Records for processing:
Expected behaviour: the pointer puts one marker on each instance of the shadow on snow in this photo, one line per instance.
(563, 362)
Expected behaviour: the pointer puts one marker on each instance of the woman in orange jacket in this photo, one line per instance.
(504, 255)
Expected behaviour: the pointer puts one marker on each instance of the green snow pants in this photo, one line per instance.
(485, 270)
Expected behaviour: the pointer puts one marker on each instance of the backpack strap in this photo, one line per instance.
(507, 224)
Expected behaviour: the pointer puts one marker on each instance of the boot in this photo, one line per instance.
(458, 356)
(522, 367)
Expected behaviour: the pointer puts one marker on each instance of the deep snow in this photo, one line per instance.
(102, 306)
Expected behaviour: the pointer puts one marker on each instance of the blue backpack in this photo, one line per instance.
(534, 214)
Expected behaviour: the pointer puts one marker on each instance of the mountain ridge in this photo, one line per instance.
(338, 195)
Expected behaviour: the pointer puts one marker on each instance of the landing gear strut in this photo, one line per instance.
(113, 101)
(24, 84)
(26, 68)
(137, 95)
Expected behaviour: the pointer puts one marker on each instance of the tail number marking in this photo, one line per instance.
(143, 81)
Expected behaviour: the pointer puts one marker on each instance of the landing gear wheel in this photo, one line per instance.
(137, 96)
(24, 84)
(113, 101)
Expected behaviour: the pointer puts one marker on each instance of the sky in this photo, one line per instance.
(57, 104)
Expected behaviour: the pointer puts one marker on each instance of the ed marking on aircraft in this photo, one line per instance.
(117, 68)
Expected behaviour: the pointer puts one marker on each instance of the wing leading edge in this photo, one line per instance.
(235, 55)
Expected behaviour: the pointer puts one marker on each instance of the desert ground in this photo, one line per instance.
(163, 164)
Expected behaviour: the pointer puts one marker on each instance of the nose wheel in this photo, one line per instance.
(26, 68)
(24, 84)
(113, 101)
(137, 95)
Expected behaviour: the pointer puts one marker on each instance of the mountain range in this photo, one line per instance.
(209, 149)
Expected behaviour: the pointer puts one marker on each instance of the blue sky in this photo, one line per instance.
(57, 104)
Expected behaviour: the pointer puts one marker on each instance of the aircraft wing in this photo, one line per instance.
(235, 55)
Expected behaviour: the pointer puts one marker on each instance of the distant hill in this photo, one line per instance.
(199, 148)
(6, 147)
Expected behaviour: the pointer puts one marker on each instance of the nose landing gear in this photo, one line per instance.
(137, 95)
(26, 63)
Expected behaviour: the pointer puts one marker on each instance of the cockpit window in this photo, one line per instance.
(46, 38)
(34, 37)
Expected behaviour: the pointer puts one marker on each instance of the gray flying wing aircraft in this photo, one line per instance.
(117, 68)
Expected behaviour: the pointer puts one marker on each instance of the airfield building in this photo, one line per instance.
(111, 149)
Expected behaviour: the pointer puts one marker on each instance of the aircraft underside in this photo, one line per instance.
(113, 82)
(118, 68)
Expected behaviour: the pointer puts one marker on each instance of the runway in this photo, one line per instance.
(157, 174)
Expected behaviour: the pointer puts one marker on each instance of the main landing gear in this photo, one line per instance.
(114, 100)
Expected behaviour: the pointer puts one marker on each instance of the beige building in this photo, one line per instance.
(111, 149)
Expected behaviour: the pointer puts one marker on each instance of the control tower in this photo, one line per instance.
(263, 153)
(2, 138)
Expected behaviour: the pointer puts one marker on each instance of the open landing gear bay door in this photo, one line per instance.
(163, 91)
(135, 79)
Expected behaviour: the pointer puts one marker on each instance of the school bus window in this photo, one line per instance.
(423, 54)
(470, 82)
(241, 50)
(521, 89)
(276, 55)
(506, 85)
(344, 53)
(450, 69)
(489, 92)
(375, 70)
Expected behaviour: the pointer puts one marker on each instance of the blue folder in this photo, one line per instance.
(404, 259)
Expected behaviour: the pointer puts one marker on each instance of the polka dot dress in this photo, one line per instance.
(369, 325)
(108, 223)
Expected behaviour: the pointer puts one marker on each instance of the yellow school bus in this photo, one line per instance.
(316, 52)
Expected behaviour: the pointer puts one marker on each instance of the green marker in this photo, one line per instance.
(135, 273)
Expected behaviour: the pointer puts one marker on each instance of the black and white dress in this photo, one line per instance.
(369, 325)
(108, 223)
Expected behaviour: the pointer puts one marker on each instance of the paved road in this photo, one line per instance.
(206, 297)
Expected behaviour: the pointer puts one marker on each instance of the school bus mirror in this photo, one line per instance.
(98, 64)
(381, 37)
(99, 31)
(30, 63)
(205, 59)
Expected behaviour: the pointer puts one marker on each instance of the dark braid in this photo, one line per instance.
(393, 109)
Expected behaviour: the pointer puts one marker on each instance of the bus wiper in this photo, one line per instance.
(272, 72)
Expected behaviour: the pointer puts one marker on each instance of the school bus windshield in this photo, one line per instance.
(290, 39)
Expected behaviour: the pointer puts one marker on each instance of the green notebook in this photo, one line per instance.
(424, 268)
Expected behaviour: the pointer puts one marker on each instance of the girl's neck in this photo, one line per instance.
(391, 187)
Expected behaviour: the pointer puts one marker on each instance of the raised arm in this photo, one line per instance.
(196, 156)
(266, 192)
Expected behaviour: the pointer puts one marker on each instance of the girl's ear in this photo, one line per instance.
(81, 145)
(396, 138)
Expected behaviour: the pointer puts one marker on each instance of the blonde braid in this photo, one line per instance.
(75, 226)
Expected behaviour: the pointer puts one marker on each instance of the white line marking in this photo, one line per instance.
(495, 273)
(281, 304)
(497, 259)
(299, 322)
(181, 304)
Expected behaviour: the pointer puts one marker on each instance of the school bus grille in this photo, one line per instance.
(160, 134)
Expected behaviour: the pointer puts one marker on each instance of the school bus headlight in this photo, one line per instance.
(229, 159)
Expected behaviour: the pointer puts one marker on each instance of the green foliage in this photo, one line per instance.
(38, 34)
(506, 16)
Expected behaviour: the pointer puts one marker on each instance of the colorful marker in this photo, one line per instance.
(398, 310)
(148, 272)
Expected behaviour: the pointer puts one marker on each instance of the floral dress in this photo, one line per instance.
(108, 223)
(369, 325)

Exercise:
Set down the entries verbatim, leaving none out.

Written solution:
Expected behaviour: the pointer puts one marker on each instance of the shadow on snow in this photo, one line per instance.
(563, 362)
Expected behaviour: the pointer puts one marker on each instance of the woman in orange jacket in this photo, one line per instance.
(504, 255)
Expected behaviour: the pointer puts one marker on each instance of the green snow pants in this photo, one line per instance.
(485, 270)
Expected behaviour: the pointer puts one marker on each instance of the backpack strap in this photo, one line per instance.
(507, 224)
Expected behaviour: the pointer puts one marker on each instance of the boot in this photo, one line per instance.
(458, 356)
(522, 367)
Expected behaviour: the pointer puts one marker on each instance of the deep snow in this photo, one line per instance.
(102, 306)
Expected behaviour: the pointer puts one marker on each instance of the blue backpack in this photo, one line per instance.
(534, 214)
Expected behaviour: the pointer puts one marker on each instance of the mountain ridge in this photo, one line per instance.
(338, 195)
Expected behaviour: the pointer puts one marker on each instance of the landing gear strut in this photo, one line per instance.
(113, 101)
(24, 84)
(26, 68)
(137, 95)
Expected behaviour: the pointer puts one marker on each instance of the tail number marking in this photo, one line per instance.
(143, 81)
Expected behaviour: the pointer puts one marker on each instance of the landing gear wheel in this photo, one line per instance.
(137, 96)
(24, 84)
(113, 101)
Expected behaviour: the pointer puts one marker on each instance of the sky in this photo, one line per instance.
(57, 104)
Expected behaviour: the pointer puts one marker on each instance of the ed marking on aircraft in this photo, one line per instance.
(117, 68)
Expected behaviour: the pointer puts one marker on each instance of the wing leading edge in this photo, one line per instance.
(235, 55)
Expected behaviour: the pointer puts one marker on each instance of the desert ground in this photo, one line per instance.
(163, 164)
Expected behaviour: the pointer puts one marker on each instance of the nose wheel in this photo, one line per instance.
(26, 68)
(24, 84)
(113, 101)
(137, 95)
Expected behaviour: the pointer puts one marker on each instance of the mountain range in this photo, one line per instance.
(209, 149)
Expected behaviour: the pointer puts one marker on each instance of the blue sky in this photo, one line per instance.
(57, 104)
Expected behaviour: the pointer puts one marker on each instance of the aircraft wing in this photo, one line per instance.
(235, 55)
Expected behaviour: the pointer puts one marker on each instance of the distant hill in this photo, one line per instance.
(199, 148)
(6, 147)
Expected behaviour: the pointer puts one marker on each instance of the nose landing gear in this photo, one line per instance.
(137, 95)
(26, 63)
Expected behaviour: the pointer puts one marker on each instance of the cockpit window in this photo, one line per instance.
(46, 38)
(34, 37)
Expected behaviour: the pointer puts one marker on each instance of the gray flying wing aircraft in this photo, one line per instance.
(117, 68)
Expected behaviour: the pointer puts one marker on each instance of the airfield building in this photo, one line per instance.
(111, 149)
Expected behaviour: the pointer puts one marker on each instance of the aircraft underside in this photo, one line per instance.
(113, 82)
(118, 68)
Expected behaviour: the pointer puts one marker on each instance of the runway in this photo, one line per instance.
(157, 174)
Expected behaviour: the pointer puts one marker on each instance of the main landing gear in this photo, one line per instance.
(114, 100)
Expected behaviour: the pointer puts one marker on each instance of the beige building in this photo, one line per instance.
(111, 149)
Expected behaviour: the pointer puts one marker on each instance of the control tower in this photo, one line per instance.
(263, 153)
(2, 138)
Expected behaviour: the pointer puts one marker on each instance of the open landing gear bay door in this photo, one line per instance.
(163, 91)
(135, 79)
Expected behaviour: the pointer puts one marker on each instance of the school bus window in this photo, one line per instance.
(423, 54)
(470, 82)
(241, 50)
(521, 89)
(276, 55)
(506, 85)
(344, 53)
(450, 69)
(489, 92)
(375, 70)
Expected behaviour: the pointer puts one marker on each instance of the blue folder in this photo, one line per instance.
(404, 259)
Expected behaviour: the pointer puts one marker on each instance of the polka dot dress in this photo, one line per instance.
(369, 325)
(108, 223)
Expected behaviour: the pointer puts one marker on each instance of the yellow school bus in this photo, one line per instance.
(316, 52)
Expected behaviour: the pointer puts one marker on each instance of the green marker in this photo, one line per instance.
(135, 273)
Expected behaviour: the pointer puts one marker on each instance of the black and white dress in this photo, one line per instance.
(369, 325)
(108, 223)
Expected behaviour: the pointer puts one marker on each instance of the paved road in this photo, one line per instance.
(206, 297)
Expected behaviour: the pointer puts one marker on each instance of the school bus mirror in this photo, one line per instance.
(98, 64)
(381, 37)
(99, 31)
(30, 63)
(205, 59)
Expected behaviour: the pointer puts one marker on each instance of the dark braid in this photo, one line per instance.
(393, 109)
Expected behaviour: the pointer puts one marker on each instance of the bus wiper in this photo, one line per instance.
(272, 72)
Expected behaviour: the pointer puts one marker on each instance of the school bus windshield in this photo, one line per instance.
(290, 39)
Expected behaviour: the pointer puts one marker on each instance of the green notebook in this photo, one line per instance.
(424, 268)
Expected behaviour: the pointer puts one marker on each instance of the girl's neck in this photo, one line per instance.
(391, 187)
Expected behaviour: the pointer puts one marker on each instance of the raised arm in this photo, one line per instance.
(196, 156)
(266, 192)
Expected behaviour: the pointer puts one marker on each instance of the girl's ear in this photo, one line per instance.
(81, 145)
(396, 138)
Expected behaviour: the pointer puts one marker on each instance of the blonde braid in this photo, one line per instance.
(75, 226)
Expected behaviour: the pointer puts one marker on each instance of the white line marking in this photo, one line per instance.
(495, 273)
(281, 304)
(497, 259)
(299, 322)
(181, 304)
Expected behaviour: the pointer puts one marker on each instance of the school bus grille in this photo, one line per instance.
(160, 134)
Expected behaviour: the pointer puts one marker on each instance of the school bus headlight in this photo, one line per instance.
(229, 159)
Expected behaviour: the pointer puts one marker on each instance of the green foliage in this photo, one line per instance.
(38, 34)
(506, 16)
Expected behaviour: the pointer puts one marker on each instance of the colorful marker in this photo, one line per instance.
(398, 310)
(148, 272)
Expected behaviour: the pointer puts one marker on each instance of the floral dress in this photo, one line per instance.
(108, 223)
(369, 325)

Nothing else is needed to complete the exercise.